— Source —
For Literature, the most frequently listed work was poetry by an Australian; that is, Gwen Harwood's Selected Poems, appearing 37 times. Helen Gardner's collection The Metaphysical Poets then followed, with 31 listings. Chaucer appeared 20 times, but only on the New South Wales and Victorian syllabi (where The Prologue to the Canterbury Tales was the work most commonly listed). Euripides' The Bacchae was also regularly programmed in Victoria, but nowhere else in Australia. Years earlier, the 1950 English Examiners' Report for WA noted that students better tackled The Prologue than they did The Nun's Priest's Tale. Hamlet was the most popular play tackled that year and the Examiners wondered why Romeo and Juliet and A Midsummer Night's Dream had been "so neglected". Approximately sixty years after the War, the popularity of some selections, such as Hamlet, had not changed.

The most popular novel in Literature, Australia-wide, for 1991-2005 was Heart of Darkness by Joseph Conrad, then Tess of the d'Urbervilles, Wuthering Heights and Emma. Two Shakespearean plays dominated reading lists, namely Hamlet and King Lear. The Tempest and Othello were other popular Shakespearean plays. Mary Shelley's Frankenstein was a frequently listed novel. Newer novels such as Caryl Churchill's Top Girls and Margaret Atwood's The Handmaid's Tale, joined Huckleberry Finn and Great Expectations as common works. Australian writers finally joined the pantheon in this period. No Sugar by Jack Davies appeared 23 times on the Literature reading lists, as did Patrick White's A Fringe of Leaves. Davies' play and White's novel were particularly popular in WA and Victoria.

— What is being asked —
Retype the text on Literature reading lists word for word, starting at "The most popular novel" and stopping after "WA and Victoria.".

— Given entries —

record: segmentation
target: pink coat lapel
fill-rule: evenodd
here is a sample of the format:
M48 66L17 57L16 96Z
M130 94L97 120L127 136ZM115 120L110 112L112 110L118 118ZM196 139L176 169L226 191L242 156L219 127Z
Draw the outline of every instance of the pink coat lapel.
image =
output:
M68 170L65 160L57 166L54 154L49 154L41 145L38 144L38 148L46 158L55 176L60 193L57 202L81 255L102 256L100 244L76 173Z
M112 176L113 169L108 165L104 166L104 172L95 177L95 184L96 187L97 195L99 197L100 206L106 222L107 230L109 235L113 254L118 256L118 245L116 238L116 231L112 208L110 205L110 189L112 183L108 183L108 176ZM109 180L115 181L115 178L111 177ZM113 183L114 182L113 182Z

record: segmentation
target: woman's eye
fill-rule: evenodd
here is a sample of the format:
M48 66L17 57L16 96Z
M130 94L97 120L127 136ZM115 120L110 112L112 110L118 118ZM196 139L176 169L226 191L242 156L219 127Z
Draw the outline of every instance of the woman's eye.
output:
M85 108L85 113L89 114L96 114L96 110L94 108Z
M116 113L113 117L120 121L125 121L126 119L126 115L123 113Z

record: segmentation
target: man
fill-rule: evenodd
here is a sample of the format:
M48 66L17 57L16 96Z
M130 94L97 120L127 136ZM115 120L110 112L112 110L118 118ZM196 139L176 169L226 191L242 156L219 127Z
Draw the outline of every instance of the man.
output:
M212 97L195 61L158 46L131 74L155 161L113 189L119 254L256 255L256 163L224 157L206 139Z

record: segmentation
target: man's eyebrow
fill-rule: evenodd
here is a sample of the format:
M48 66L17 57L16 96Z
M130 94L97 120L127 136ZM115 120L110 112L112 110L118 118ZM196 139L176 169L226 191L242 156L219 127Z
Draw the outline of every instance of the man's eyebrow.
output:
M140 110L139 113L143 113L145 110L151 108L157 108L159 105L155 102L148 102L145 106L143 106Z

— Written response —
The most popular novel in Literature, Australia-wide, for 1991-2005 was Heart of Darkness by Joseph Conrad, then Tess of the d'Urbervilles, Wuthering Heights and Emma. Two Shakespearean plays dominated reading lists, namely Hamlet and King Lear. The Tempest and Othello were other popular Shakespearean plays. Mary Shelley's Frankenstein was a frequently listed novel. Newer novels such as Caryl Churchill's Top Girls and Margaret Atwood's The Handmaid's Tale, joined Huckleberry Finn and Great Expectations as common works. Australian writers finally joined the pantheon in this period. No Sugar by Jack Davies appeared 23 times on the Literature reading lists, as did Patrick White's A Fringe of Leaves. Davies' play and White's novel were particularly popular in WA and Victoria.